▶ **Supplied information**:
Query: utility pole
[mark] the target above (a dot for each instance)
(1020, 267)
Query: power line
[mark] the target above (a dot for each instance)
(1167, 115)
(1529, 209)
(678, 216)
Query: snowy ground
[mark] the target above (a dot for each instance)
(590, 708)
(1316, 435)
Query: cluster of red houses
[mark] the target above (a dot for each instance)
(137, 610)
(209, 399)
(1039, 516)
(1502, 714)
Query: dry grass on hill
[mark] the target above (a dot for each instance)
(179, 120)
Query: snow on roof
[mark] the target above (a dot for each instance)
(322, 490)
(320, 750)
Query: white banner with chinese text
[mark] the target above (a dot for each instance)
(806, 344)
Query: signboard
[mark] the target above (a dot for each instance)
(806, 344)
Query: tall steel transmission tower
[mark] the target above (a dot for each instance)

▶ **Problem statement**:
Looking through the listing above, state how many of its lines contain the string "Query". Write only the number.

▶ **Final answer**:
9